> _What you are asked to do_
Copy every one of the rows below word for word, leaving out the pictures.

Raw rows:

↓

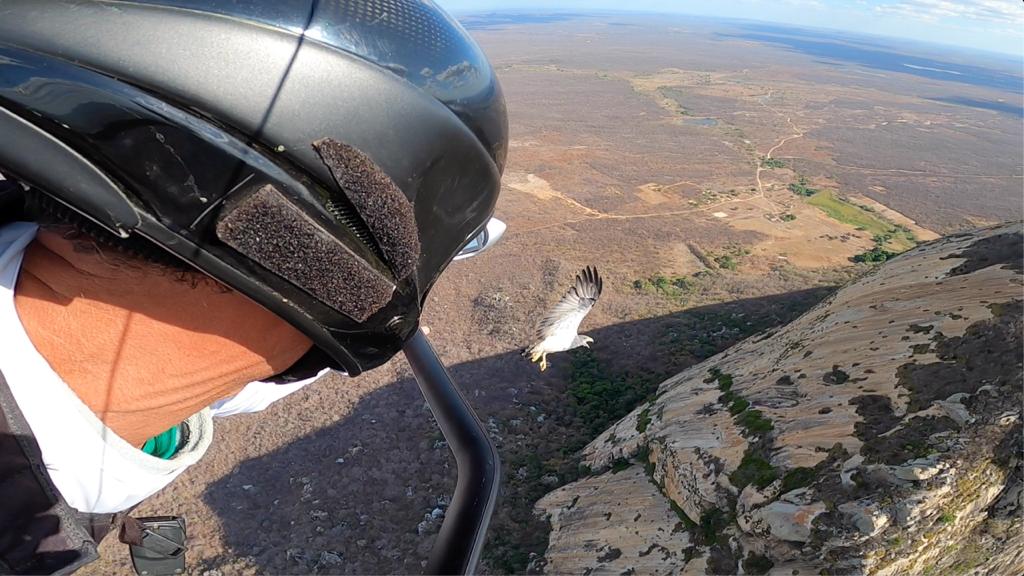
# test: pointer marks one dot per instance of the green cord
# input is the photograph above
(164, 445)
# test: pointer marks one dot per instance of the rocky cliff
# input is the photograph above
(880, 433)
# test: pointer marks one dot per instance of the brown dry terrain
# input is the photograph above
(663, 152)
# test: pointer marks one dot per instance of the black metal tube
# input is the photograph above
(461, 538)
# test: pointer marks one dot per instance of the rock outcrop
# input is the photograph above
(880, 433)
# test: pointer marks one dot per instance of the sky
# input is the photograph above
(995, 26)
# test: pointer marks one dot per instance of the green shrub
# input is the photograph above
(798, 478)
(753, 469)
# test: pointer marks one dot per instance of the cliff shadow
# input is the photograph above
(366, 494)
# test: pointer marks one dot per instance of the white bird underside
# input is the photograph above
(557, 330)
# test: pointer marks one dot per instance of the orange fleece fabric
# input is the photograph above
(144, 346)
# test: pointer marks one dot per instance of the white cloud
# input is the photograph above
(995, 11)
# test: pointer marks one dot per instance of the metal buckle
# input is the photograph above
(157, 544)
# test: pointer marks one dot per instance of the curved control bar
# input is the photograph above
(461, 538)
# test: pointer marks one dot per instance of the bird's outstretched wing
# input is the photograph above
(576, 304)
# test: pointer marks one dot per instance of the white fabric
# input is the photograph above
(94, 468)
(257, 396)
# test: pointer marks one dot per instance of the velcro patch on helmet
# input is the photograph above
(269, 229)
(382, 205)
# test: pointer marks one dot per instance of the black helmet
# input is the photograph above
(327, 158)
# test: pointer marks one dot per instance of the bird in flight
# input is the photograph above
(557, 330)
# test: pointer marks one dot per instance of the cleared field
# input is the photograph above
(897, 238)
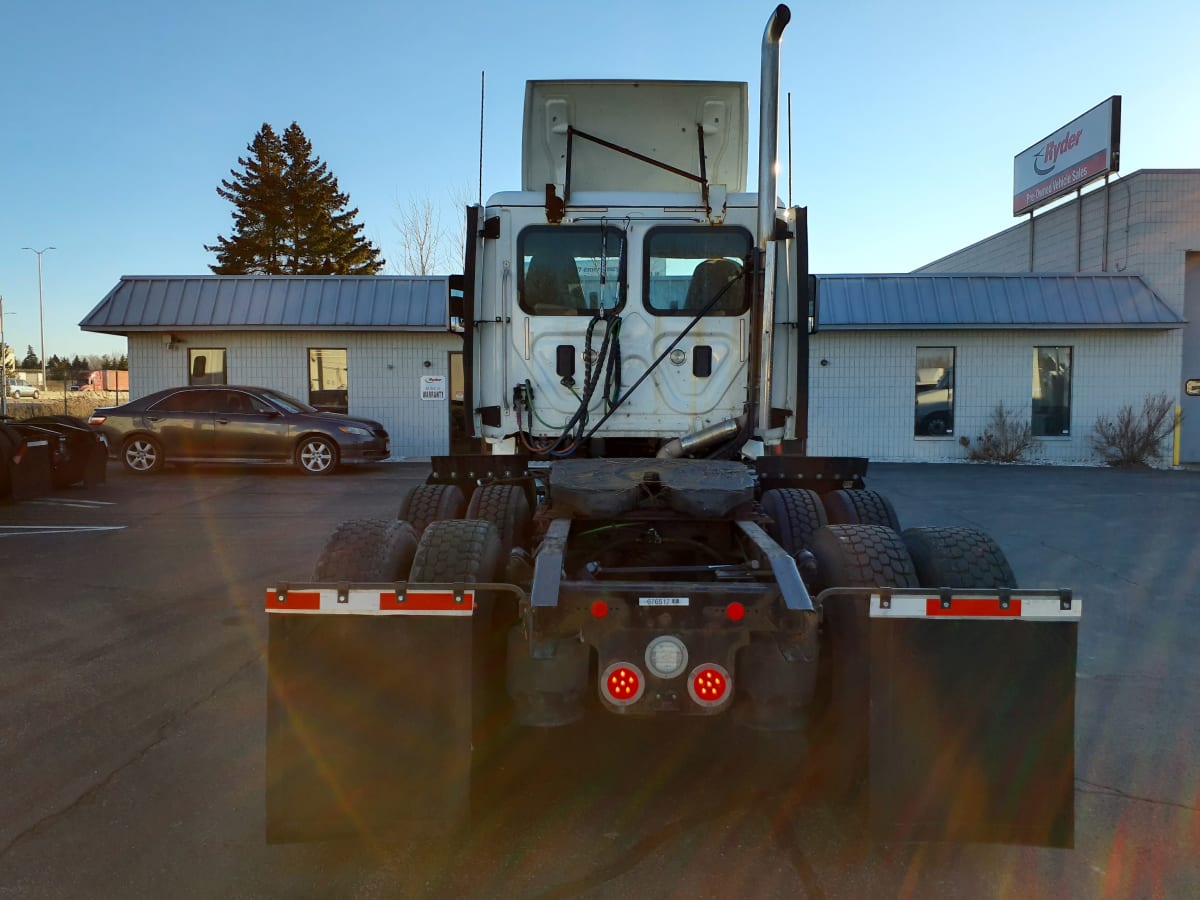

↑

> _Exercise solution_
# test: pointer marks one dot per instance of the green cord
# input is the photograph above
(164, 445)
# test: pointer marks one dot per instance of the rocky cliff
# input is the photograph above
(880, 433)
# test: pointer marks one dot per instance of the brown dry terrain
# input is the photograph above
(663, 152)
# test: pointer marks one dot per instance of the black metal tube
# input is the photograph above
(461, 538)
# test: pointer marks one dot per instance of the rock outcrop
# input is the photograph above
(880, 433)
# test: pointer marks one dot per instance of the sky
# input is the photograph above
(995, 26)
# test: pointer marks one dot per instance of the green shrub
# input is the photograph above
(798, 478)
(753, 469)
# test: pointer marks one dot per instance of the cliff shadow
# input is the photograph above
(366, 494)
# test: pointer marks one dot per instance of the white bird underside
# input is the photograph above
(557, 330)
# test: pointer marks one dot per instance of the orange fleece fabric
# input is the photograph above
(144, 346)
# test: pointer marks one dot per instance of the white cloud
# input is the photograph above
(995, 11)
# test: pointer marks one dot per instance of the metal buckle
# input is the photograph above
(157, 544)
# test: pointer marks one dot per instance of the curved control bar
# input is the photograph above
(461, 538)
# test: pointer marks one dot per instance of the bird's outstretched wing
# input is the photograph above
(576, 304)
# test: pointer marks one dot per instance of the white fabric
# input is the photograph above
(94, 468)
(257, 396)
# test: pointer marks one dot per instance of the velcro patch on helmet
# input is the photograph above
(269, 229)
(382, 205)
# test: pointer marks one dot per instance of the black helmet
# input is the photograph above
(327, 158)
# test: pointer marks one dot per instance of the bird in flight
# input is the photograph above
(557, 330)
# test: pointer marks one dot per instance of the cleared field
# input is the photograph above
(897, 238)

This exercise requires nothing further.